Make an exact copy of the records, with the pictures left out.

* Start Exercise data *

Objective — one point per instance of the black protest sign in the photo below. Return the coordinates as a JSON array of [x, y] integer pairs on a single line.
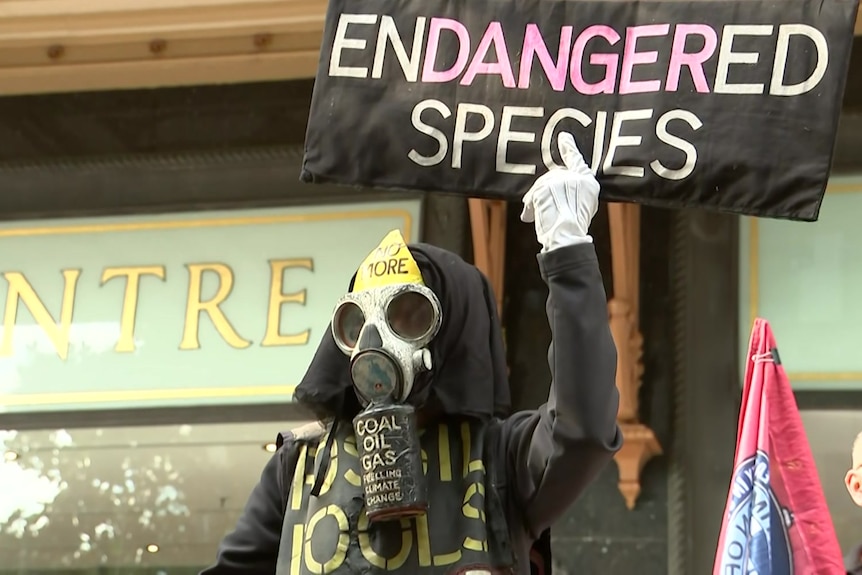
[[730, 105]]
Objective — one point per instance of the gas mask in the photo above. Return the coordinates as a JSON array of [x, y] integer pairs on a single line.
[[385, 326]]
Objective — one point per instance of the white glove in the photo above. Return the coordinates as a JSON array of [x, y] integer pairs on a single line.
[[563, 201]]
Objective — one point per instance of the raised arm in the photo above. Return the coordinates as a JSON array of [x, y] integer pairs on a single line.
[[556, 451]]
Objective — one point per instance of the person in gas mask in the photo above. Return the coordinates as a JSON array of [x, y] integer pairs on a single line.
[[416, 464]]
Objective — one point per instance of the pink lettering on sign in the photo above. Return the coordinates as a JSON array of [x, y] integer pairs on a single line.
[[632, 57], [502, 67], [609, 61], [694, 60], [534, 45], [435, 28]]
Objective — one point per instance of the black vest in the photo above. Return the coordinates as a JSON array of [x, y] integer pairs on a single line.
[[464, 531]]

* End Exercise data *

Solution to the exercise:
Objective — one point per instance of the black protest sign in the photo below. Return the coordinates as a JSON array of [x, y] integer pairs on a single line.
[[730, 105]]
Objective — one point per instance of the gas mask in the photo above. Return the coordinates as a JSON array of [x, y] integer pairs on a single line.
[[385, 326]]
Objective — one point per instance of the white glove in the photo above. Return the coordinates as a JSON array of [x, y] integer pairs on a single line.
[[563, 201]]
Objective — one point per instance of the raised arm in the photo above. Return the coordinates as a JSON array of [x, y] integer pairs on a single line.
[[556, 451]]
Objective — one point per instance of the person in gas mask in the photo above. Return the coordinates as a JSON array of [x, y] integer pairs on a single line.
[[416, 464]]
Objective — one point per instance of the pink lettering on sign in the photo above. Return the coordinates as a JSON array of [x, y] integer pairs on a single line.
[[632, 57], [502, 67], [609, 61], [694, 60], [534, 45], [435, 28]]
Objective — one point per instance of the black vest in the photo above. Return the coordinates as a JSON array of [x, y] integer pairs on a single line.
[[464, 531]]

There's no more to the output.